Work to be completed:
Of all the lines below, output only those starting at the one with "Task: point to each instance of the baseball bat, a" and ending at the one with "Task: point to each instance of the shoe", both ends included, exactly as written.

========

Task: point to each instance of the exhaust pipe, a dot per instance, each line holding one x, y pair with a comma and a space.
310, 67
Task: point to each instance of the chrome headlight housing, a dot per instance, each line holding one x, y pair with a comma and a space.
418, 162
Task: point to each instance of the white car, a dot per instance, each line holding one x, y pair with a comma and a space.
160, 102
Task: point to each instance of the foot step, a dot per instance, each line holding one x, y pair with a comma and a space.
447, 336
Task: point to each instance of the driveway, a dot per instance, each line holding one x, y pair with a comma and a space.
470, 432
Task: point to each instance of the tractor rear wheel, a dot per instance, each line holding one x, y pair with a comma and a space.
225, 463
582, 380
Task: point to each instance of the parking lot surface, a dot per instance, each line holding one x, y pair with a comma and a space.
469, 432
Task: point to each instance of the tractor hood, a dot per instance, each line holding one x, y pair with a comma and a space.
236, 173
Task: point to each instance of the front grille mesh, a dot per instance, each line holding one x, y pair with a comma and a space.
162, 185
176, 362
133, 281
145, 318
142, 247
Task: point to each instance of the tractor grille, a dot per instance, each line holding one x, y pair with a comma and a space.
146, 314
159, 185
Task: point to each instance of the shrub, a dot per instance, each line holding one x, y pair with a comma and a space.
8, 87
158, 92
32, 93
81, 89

========

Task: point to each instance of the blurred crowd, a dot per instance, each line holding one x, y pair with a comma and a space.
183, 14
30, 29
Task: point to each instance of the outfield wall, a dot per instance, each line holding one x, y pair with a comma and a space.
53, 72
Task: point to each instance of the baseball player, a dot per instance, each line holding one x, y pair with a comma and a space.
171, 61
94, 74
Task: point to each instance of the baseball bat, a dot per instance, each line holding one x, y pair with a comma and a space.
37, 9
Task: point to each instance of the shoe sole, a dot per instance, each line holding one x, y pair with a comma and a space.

========

Result:
Task: point to each instance of the baseball bat, a dot per instance, each line holding one x, y pair with a comma and a space.
37, 9
Task: point to each instance of the shoe sole, a dot per instance, each line holding one x, y pair with a comma and a space.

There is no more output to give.